--- START ---

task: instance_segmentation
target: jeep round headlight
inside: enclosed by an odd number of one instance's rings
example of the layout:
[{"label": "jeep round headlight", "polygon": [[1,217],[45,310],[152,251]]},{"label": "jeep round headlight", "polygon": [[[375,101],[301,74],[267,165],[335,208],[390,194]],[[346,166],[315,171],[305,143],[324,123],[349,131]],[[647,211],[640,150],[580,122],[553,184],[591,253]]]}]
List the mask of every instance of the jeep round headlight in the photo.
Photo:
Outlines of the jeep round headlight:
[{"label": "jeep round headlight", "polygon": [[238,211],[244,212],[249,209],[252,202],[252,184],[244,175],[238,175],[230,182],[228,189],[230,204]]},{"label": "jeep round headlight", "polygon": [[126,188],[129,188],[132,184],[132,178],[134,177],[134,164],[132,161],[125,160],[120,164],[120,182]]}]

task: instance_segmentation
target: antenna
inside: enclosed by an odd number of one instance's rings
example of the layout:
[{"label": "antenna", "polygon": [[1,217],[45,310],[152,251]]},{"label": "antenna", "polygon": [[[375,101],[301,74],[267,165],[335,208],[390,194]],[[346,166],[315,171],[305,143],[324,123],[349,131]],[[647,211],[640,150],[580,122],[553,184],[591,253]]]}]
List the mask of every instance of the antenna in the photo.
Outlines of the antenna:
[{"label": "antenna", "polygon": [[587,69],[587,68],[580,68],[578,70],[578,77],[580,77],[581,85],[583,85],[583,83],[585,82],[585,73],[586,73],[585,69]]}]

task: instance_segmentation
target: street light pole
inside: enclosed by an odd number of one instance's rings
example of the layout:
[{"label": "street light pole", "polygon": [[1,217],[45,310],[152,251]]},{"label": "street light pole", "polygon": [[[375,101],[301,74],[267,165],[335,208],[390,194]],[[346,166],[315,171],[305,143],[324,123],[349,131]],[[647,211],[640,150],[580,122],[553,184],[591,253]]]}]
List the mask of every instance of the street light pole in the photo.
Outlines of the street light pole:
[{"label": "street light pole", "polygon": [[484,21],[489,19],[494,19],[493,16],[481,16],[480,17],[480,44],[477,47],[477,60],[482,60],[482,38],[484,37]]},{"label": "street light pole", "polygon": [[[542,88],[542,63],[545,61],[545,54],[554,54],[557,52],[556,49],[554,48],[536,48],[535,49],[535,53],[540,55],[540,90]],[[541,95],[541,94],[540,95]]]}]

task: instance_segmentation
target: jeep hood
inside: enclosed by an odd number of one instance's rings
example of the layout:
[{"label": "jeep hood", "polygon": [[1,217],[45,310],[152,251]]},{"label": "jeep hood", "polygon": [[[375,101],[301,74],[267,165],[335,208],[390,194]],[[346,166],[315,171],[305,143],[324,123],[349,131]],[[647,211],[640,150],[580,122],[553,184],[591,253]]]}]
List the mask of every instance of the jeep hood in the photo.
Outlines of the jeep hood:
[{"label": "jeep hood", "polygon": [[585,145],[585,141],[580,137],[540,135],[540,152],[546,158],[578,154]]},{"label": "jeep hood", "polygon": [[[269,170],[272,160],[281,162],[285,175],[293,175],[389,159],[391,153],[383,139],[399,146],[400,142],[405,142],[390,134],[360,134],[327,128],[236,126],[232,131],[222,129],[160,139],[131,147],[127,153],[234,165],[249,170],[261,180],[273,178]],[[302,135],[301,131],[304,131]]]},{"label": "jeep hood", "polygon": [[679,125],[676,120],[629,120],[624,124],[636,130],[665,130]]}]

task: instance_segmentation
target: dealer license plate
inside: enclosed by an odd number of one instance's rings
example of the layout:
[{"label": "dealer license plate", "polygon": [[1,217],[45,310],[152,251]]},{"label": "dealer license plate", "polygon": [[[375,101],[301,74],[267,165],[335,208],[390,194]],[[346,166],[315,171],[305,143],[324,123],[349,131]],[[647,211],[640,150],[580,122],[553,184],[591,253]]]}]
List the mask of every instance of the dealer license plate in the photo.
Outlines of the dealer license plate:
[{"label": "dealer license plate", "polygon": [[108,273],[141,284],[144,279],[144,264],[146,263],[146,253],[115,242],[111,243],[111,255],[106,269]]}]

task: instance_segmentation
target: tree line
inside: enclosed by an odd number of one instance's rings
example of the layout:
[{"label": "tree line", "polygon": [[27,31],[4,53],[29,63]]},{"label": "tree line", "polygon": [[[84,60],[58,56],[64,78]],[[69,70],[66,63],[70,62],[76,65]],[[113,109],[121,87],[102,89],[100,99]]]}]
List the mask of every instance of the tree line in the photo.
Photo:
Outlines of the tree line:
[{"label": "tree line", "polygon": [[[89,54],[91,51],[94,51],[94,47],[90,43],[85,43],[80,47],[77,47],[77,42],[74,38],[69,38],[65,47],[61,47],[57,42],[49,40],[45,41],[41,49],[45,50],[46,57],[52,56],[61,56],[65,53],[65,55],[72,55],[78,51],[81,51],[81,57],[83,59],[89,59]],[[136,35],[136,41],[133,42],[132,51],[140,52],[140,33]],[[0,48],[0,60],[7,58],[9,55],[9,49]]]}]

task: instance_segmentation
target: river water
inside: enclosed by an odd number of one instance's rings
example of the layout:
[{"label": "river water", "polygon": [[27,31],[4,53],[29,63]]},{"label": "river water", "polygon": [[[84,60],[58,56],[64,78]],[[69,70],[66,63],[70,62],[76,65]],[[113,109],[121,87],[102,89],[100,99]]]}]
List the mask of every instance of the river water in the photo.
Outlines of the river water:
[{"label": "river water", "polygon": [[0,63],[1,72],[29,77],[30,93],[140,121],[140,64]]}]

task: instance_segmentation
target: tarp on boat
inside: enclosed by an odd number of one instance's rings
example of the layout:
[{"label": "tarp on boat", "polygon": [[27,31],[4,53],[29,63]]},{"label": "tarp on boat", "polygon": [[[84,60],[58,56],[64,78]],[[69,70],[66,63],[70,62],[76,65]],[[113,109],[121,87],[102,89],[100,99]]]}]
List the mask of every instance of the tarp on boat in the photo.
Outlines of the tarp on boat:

--- END ---

Directions:
Return every line in the rows above that contains the string "target". Case counts.

Exercise solution:
target: jeep round headlight
target: antenna
target: street light pole
target: jeep hood
target: dealer license plate
target: tree line
target: river water
target: tarp on boat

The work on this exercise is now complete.